## Directive
Pick out each line in the material below that includes the string "containing", and copy those lines.

## Working data

☆ ☆ ☆

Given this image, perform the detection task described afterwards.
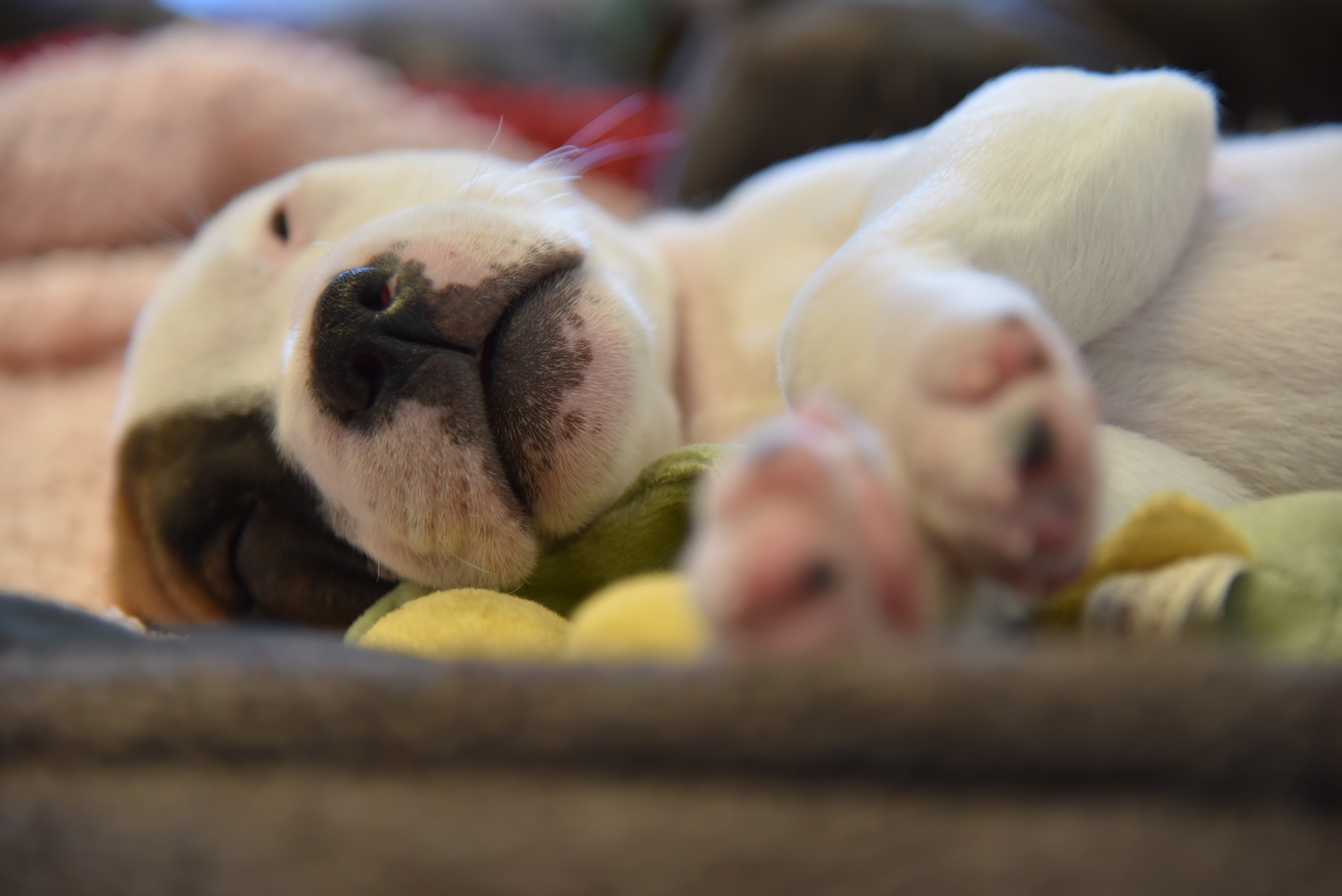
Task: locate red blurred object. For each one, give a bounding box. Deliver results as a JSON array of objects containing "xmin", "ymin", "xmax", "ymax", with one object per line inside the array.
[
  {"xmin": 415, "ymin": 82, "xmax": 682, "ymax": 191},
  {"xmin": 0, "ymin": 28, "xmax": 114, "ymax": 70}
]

☆ ☆ ☆

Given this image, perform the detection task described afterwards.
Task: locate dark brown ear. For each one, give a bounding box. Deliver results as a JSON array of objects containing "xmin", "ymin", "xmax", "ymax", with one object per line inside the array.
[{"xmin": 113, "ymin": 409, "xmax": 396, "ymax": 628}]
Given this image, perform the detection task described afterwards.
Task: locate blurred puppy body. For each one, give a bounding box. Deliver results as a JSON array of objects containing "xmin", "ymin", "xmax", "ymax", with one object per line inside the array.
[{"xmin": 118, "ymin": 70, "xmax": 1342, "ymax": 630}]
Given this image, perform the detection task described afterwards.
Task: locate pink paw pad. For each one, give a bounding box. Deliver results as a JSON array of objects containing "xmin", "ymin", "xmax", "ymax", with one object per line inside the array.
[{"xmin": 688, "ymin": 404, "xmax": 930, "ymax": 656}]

☆ ☆ ☆

## Worked answer
Task: locate red blurred object. For each one, give a bounding box. Deliver results as a JSON array of objects containing "xmin", "ymin", "xmax", "ymax", with one object per line inside the array.
Task: locate dark brown ear. For each one, give a bounding box. Deliver results as a JSON array of objects containing "xmin", "ymin", "xmax", "ymax", with one object per line inside the array.
Task: locate blurred puppy body. For each one, give a bounding box. Deliver results as a JSON array of objects containing "xmin", "ymin", "xmax", "ymax", with one object per line inside the array.
Task: locate pink paw pad. For each one, give a bounding box. Deliver results as a JSON array of objects containing "xmin", "ymin", "xmax", "ymax", with one object per line inside the array.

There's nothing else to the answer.